◆ Provided text ◆
=== Section Start ===

Key Congressional staffers agree that lack of money will be the force that molds lawmaking in the coming year.

At a December health legislation briefing hosted by the Alliance for Health Reform and the Robert Wood Johnson Foundation, Congressional staffers expressed resignation over what they anticipate to be a difficult pay-as-you-go – or "PAYGO" – 110th Congress. Under the PAYGO rules, Congress must pass budget-neutral laws, shifting priorities if need be to cover new projects under current funding streams.

According to Mark Hayes, health policy director for the Senate Finance Committee under former Chairman Charles Grassley (R-Iowa), entitlement spending, such as Medicare and Medicaid, will be the key battleground.

"There will be a lot of discussion over entitlements and where we are going in this country with entitlement spending," Hayes said. "This is the issue we have to face up to. It will be a challenge to make anything happen,

in reality."

Hayes warned that long-term ramifications for sustaining Medicare could include difficult decisions such as restructuring benefits or raising taxes.

While Republicans see restraint as critical on healthcare issues, Democrats have a burgeoning agenda that includes increasing health insurance coverage for impoverished children and making health insurance more affordable for small businesses, staffers said.

"There are a gazillion flowers blooming" among the Democrats regarding potential legislative fixes for the uninsured, said Bridgett Taylor, staffer for the House Energy and Commerce Committee under John Dingell (D-Mich.). But, she acknowledged, "we need money to make things happen."

=== Section End ===

◆ Given information ◆
=== Section Start ===

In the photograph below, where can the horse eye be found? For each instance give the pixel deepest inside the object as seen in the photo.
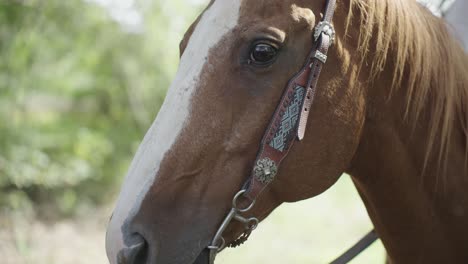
(262, 54)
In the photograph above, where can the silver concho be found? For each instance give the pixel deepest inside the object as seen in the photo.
(265, 170)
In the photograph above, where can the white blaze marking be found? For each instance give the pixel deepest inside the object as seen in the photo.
(217, 21)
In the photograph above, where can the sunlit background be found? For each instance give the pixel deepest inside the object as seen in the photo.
(80, 83)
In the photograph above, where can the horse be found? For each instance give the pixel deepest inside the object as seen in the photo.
(390, 109)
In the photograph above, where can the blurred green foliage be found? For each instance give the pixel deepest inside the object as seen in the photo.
(77, 92)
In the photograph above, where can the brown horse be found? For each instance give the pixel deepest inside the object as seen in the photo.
(391, 110)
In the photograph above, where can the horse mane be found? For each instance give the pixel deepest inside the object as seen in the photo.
(427, 60)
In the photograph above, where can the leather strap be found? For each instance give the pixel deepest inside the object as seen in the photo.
(290, 118)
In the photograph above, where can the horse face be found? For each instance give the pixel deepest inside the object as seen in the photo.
(236, 60)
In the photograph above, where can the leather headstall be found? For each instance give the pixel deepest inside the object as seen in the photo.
(287, 125)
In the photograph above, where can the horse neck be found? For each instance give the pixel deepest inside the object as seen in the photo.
(418, 206)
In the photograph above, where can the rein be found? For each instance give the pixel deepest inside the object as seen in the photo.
(288, 124)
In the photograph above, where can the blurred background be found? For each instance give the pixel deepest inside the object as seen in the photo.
(80, 83)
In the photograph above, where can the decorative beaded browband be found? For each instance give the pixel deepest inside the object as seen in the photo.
(288, 124)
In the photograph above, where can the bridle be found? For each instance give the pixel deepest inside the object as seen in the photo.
(287, 124)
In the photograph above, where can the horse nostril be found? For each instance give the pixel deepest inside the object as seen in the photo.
(136, 253)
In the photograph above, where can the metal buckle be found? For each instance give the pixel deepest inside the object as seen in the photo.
(326, 28)
(219, 243)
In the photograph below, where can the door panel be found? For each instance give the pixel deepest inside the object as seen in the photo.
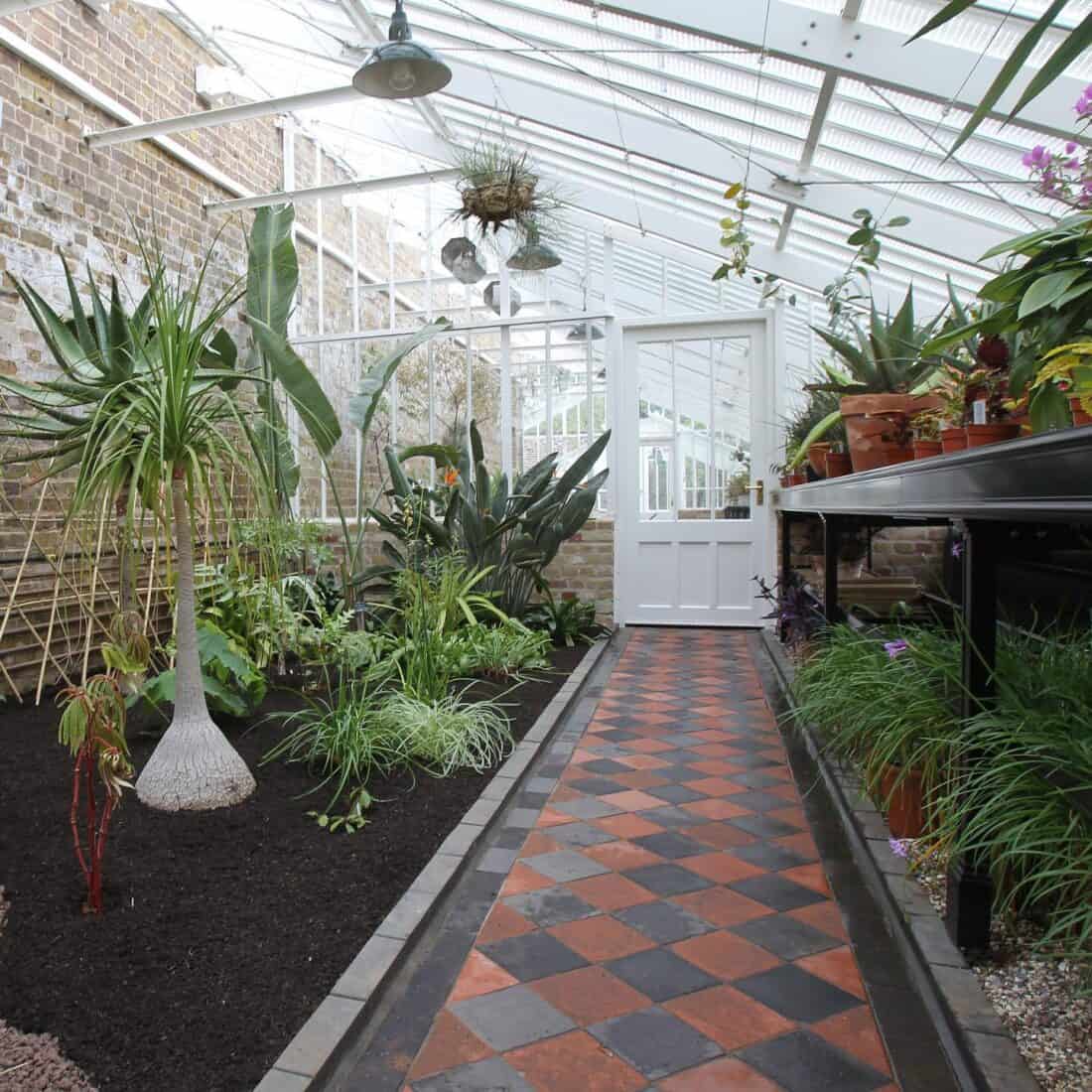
(696, 406)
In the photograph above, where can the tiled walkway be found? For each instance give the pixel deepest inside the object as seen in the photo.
(667, 924)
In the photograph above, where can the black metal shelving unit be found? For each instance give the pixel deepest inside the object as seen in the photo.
(983, 492)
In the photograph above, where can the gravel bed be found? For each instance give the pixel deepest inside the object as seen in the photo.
(34, 1062)
(1046, 1004)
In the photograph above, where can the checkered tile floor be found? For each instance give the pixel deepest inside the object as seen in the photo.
(667, 924)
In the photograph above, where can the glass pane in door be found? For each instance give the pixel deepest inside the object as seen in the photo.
(731, 462)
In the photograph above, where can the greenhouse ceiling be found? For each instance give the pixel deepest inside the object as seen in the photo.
(821, 108)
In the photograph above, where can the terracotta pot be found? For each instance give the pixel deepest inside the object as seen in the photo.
(877, 427)
(952, 439)
(838, 465)
(817, 458)
(903, 803)
(979, 436)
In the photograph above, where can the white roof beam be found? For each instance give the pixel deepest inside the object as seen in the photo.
(860, 52)
(335, 190)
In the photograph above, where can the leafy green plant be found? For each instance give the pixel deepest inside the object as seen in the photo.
(448, 734)
(232, 684)
(566, 620)
(510, 533)
(93, 728)
(503, 651)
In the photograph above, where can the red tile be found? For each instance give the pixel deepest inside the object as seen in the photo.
(621, 855)
(537, 842)
(717, 809)
(725, 954)
(450, 1043)
(575, 1062)
(626, 826)
(479, 975)
(503, 923)
(721, 834)
(611, 892)
(809, 876)
(601, 938)
(825, 916)
(590, 995)
(839, 968)
(721, 906)
(856, 1033)
(632, 799)
(524, 878)
(721, 867)
(725, 1074)
(730, 1018)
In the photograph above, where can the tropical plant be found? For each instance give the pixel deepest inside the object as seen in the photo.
(93, 728)
(503, 651)
(566, 620)
(232, 684)
(1070, 47)
(512, 534)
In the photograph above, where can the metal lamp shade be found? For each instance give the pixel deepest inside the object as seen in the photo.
(491, 297)
(401, 68)
(534, 258)
(459, 257)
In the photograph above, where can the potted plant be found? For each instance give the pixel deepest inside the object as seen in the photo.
(884, 364)
(927, 434)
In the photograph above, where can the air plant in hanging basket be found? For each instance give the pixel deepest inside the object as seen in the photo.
(500, 188)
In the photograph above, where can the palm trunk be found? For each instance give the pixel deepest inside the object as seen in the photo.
(194, 766)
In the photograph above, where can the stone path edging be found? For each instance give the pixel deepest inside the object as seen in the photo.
(315, 1047)
(983, 1055)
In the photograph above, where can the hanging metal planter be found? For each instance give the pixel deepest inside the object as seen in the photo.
(534, 257)
(459, 257)
(491, 297)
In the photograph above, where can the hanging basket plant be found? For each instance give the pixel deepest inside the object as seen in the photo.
(500, 188)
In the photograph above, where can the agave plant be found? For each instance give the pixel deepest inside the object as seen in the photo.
(511, 531)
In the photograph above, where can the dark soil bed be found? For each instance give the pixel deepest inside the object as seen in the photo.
(222, 929)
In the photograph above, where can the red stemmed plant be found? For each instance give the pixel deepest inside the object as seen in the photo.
(93, 727)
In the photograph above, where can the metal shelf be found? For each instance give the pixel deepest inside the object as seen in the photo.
(1038, 478)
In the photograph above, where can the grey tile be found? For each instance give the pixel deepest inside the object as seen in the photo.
(670, 844)
(801, 1061)
(776, 892)
(675, 794)
(661, 974)
(785, 937)
(509, 1018)
(796, 995)
(550, 906)
(666, 881)
(655, 1043)
(533, 956)
(580, 833)
(565, 865)
(493, 1074)
(768, 856)
(498, 861)
(522, 818)
(664, 921)
(588, 807)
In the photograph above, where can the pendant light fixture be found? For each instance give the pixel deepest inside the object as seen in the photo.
(401, 68)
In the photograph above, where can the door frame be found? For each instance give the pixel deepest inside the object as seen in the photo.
(765, 393)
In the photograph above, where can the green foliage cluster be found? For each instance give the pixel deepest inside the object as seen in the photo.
(1013, 786)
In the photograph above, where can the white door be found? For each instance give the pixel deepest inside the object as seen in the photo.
(695, 441)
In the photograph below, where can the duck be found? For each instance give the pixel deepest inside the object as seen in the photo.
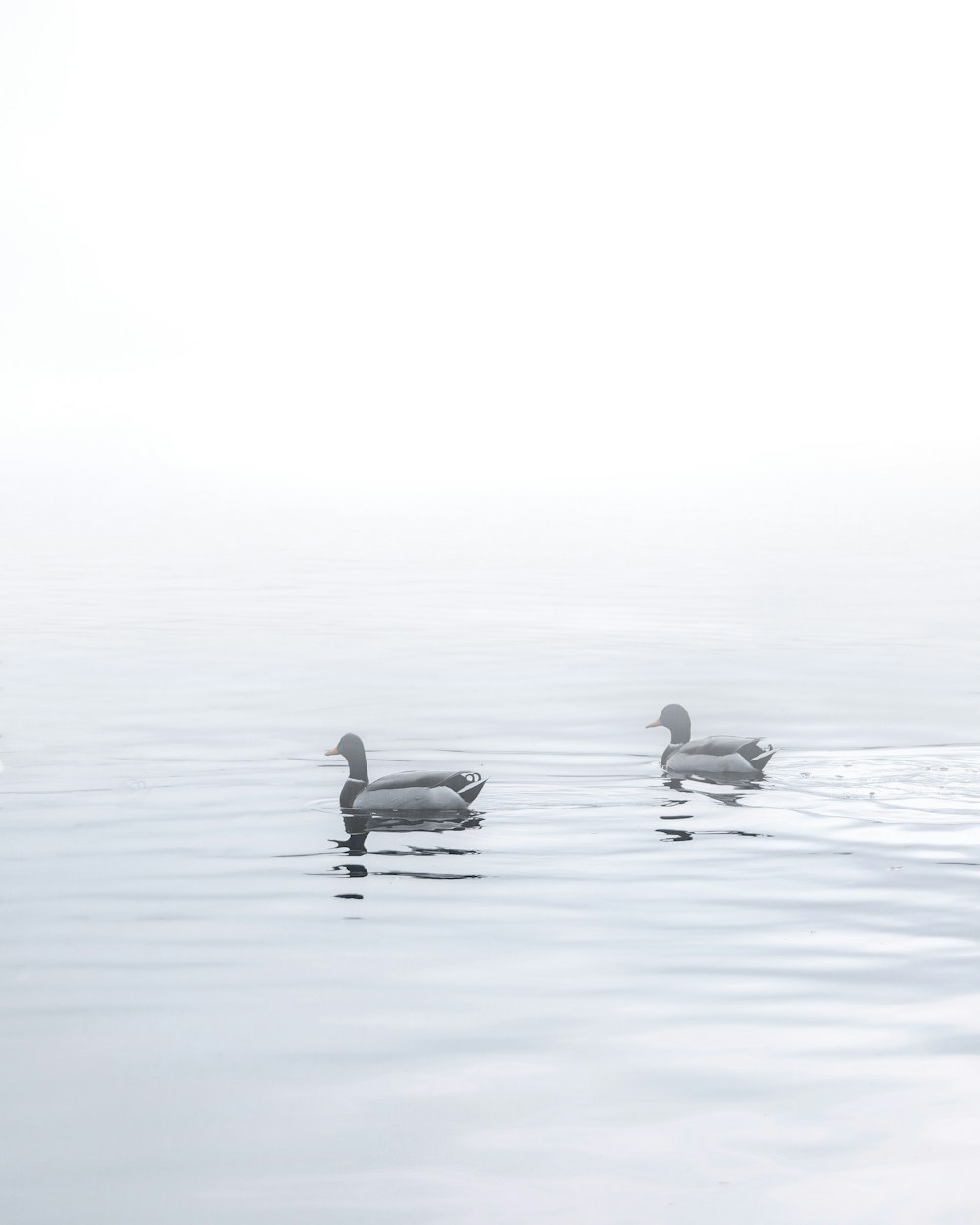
(746, 756)
(411, 792)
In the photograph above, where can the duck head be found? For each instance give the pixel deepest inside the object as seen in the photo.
(352, 748)
(676, 720)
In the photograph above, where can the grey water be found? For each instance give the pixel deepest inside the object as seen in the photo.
(603, 998)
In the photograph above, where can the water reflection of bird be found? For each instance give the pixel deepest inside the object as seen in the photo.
(733, 798)
(358, 826)
(410, 792)
(730, 756)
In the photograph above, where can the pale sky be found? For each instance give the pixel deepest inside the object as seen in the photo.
(392, 245)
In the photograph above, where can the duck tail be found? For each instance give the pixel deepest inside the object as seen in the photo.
(466, 784)
(762, 759)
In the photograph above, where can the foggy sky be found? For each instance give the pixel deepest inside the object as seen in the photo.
(396, 248)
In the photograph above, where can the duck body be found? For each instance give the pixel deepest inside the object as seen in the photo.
(730, 756)
(410, 792)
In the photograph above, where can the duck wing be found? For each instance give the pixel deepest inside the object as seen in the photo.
(726, 751)
(466, 783)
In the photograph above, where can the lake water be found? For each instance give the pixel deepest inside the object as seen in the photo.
(604, 998)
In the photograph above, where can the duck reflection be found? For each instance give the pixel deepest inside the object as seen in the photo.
(358, 826)
(724, 793)
(689, 787)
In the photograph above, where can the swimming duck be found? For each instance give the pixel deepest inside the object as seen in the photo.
(412, 792)
(713, 755)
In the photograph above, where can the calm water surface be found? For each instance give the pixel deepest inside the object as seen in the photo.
(603, 999)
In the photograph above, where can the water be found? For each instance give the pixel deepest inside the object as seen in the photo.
(604, 998)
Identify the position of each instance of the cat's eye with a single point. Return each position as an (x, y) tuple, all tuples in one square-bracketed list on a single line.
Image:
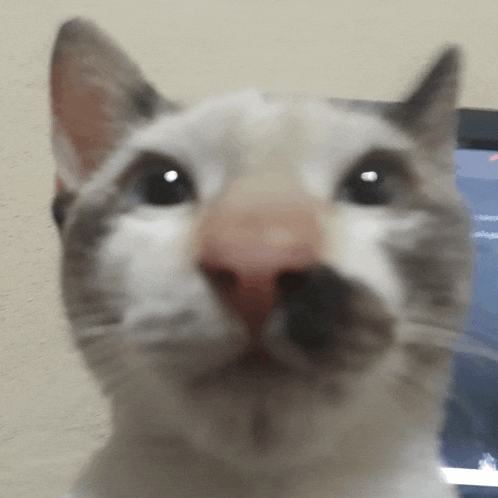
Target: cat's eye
[(368, 187), (161, 181), (378, 179)]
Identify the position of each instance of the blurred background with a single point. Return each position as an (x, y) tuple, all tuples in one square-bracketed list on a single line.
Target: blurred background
[(52, 415)]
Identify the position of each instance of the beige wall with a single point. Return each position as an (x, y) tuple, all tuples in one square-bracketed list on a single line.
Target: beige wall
[(53, 416)]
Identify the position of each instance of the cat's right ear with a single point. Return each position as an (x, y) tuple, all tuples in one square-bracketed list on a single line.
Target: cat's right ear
[(97, 94)]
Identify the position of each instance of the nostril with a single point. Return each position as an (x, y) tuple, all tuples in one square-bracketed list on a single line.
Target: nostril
[(291, 282), (222, 278)]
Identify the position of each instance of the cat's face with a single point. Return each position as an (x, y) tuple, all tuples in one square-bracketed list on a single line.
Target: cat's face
[(258, 274)]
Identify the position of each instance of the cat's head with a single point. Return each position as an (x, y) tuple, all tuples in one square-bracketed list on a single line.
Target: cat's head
[(257, 273)]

=== Section End ===

◆ Activity ◆
Please carry on the report about Congressional staffers and health spending under PAYGO, picking up right after its last sentence.

◆ Output ◆
Both parties agree that 46 million uninsured Americans is a problem that needs fixing, but approaches vary. Deadlocks come over where current spending could be reallocated to cover the costs, staffers said.

"The problem is, you can't stop the machine in order to fix it," Hayes said. "Everything is interconnected."

Medicare Part D will also be solidly on the radar, staffers said. Democrats feel the "doughnut hole" in the program, which excludes beneficiaries who need help paying premiums for prescription drugs but aren't poor enough to qualify, needs to be fixed.

Kate Leone, senior health counsel to Senate Democratic Leader and Majority Leader-Elect Harry Reid (D-Nev.), said Senate Democratic leaders will call for more hearings and open negotiating on Medicare Part D in the coming year.

Some of the Republican concern about overspending in Medicare is designed to create hysteria, Leone said. "This hysteria is misplaced," she said. "We have a crisis in this country, and it's healthcare."